(EXERCISE DETAILS): Please count the lines below that contain the word "brown" and reply with only that number.

[start DATA IN THIS EXERCISE]

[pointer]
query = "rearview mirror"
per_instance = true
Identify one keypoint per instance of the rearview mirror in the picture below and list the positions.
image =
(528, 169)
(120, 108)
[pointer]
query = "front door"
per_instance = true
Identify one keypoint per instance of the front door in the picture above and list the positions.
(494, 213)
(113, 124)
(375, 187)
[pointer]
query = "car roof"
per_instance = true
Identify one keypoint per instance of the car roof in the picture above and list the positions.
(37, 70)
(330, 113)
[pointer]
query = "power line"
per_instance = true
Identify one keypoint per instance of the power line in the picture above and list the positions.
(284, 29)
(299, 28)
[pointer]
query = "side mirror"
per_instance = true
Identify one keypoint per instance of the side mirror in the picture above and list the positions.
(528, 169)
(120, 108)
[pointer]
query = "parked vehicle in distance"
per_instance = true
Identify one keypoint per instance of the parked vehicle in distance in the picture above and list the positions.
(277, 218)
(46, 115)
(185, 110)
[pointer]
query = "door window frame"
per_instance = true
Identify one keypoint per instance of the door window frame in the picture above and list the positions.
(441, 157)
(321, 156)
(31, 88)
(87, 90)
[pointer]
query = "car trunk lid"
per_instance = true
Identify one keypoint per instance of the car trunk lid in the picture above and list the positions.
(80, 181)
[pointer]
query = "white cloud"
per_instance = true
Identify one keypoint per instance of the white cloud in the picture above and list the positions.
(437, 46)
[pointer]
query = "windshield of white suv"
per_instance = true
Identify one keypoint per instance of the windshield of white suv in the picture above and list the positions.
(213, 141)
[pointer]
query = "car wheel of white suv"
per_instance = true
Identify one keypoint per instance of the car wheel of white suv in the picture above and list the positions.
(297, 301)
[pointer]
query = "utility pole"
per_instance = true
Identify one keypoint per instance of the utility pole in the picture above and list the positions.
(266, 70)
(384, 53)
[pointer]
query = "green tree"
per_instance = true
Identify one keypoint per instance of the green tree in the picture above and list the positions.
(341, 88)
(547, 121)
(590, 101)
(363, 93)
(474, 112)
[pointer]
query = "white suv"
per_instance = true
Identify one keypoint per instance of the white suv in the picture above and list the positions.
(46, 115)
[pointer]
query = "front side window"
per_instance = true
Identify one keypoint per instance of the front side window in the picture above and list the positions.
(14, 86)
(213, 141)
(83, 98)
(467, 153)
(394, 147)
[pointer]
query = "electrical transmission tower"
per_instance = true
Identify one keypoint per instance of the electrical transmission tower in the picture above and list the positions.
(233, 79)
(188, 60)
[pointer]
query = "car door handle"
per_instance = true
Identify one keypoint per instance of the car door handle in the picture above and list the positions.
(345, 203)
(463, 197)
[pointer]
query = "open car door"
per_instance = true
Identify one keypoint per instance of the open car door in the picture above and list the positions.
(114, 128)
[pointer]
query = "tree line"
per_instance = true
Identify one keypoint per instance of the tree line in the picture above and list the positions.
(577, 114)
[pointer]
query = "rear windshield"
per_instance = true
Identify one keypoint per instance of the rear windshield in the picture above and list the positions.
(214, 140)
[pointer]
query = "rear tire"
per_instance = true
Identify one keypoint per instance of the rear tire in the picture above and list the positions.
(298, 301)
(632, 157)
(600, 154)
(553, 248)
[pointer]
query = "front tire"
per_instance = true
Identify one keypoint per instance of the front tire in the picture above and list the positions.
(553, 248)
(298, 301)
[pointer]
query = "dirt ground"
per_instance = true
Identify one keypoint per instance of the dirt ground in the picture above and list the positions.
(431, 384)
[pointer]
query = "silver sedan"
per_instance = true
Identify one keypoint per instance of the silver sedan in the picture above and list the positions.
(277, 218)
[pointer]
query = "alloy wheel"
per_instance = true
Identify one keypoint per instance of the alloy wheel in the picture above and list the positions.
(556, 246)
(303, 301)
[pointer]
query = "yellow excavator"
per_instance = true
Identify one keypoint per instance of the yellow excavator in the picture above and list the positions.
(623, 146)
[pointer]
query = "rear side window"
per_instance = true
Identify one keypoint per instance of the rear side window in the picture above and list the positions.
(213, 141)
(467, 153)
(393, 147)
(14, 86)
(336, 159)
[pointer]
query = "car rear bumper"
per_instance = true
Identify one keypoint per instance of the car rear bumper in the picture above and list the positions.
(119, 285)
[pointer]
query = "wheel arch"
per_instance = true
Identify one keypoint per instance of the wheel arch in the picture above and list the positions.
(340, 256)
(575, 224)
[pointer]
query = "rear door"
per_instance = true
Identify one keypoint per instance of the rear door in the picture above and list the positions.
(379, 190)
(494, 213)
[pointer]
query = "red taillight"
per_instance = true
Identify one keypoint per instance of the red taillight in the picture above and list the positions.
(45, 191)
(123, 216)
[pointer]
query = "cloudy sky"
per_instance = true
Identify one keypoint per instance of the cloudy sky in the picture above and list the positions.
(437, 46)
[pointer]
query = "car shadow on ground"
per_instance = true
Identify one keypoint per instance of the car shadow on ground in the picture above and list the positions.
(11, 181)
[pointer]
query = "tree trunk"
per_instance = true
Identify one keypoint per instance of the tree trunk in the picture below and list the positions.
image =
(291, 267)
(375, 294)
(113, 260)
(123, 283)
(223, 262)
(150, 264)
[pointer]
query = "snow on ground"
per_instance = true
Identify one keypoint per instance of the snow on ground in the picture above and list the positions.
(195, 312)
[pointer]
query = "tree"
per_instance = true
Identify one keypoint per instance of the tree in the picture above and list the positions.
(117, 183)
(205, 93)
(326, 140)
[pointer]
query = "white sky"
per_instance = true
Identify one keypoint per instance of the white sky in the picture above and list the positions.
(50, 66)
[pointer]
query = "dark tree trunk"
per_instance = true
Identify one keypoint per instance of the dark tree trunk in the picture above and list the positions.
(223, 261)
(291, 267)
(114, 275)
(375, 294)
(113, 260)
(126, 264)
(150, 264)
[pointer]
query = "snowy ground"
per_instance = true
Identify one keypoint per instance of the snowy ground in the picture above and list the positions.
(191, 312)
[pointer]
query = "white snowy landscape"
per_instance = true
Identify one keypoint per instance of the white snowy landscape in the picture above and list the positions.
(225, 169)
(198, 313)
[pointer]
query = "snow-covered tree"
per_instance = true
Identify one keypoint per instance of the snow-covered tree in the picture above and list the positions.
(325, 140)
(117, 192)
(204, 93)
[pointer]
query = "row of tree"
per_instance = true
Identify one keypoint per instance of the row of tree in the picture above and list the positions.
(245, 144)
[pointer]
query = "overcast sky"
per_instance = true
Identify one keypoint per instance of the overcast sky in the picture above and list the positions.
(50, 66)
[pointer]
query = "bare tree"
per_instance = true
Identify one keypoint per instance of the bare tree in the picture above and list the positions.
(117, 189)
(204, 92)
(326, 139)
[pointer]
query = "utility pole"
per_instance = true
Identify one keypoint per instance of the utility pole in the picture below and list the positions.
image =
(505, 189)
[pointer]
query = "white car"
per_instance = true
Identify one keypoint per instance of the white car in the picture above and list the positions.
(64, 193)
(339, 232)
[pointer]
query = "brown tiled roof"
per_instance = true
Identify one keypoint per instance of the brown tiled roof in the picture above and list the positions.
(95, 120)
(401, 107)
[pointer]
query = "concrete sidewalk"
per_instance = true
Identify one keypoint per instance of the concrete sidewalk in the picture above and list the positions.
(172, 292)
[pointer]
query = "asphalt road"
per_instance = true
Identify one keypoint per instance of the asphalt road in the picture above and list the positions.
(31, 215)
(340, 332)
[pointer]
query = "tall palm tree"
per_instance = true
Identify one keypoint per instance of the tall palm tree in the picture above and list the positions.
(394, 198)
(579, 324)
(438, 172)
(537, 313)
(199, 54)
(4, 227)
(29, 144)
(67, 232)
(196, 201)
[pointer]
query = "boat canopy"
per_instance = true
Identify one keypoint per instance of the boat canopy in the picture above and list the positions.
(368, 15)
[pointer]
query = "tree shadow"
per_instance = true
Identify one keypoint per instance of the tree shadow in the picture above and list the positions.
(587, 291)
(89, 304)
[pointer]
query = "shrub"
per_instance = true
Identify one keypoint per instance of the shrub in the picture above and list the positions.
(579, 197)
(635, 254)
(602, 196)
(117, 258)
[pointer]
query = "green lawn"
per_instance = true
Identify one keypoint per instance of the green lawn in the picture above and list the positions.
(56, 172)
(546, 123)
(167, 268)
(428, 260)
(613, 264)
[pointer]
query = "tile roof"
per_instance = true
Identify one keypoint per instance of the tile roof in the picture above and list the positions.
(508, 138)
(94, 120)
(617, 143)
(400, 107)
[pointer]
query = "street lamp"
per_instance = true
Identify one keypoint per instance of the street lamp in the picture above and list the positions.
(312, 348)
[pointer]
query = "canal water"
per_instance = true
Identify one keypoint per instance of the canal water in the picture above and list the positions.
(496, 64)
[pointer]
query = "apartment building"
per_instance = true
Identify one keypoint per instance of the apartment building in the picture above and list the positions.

[end DATA IN THIS EXERCISE]

(THE RESULT): 2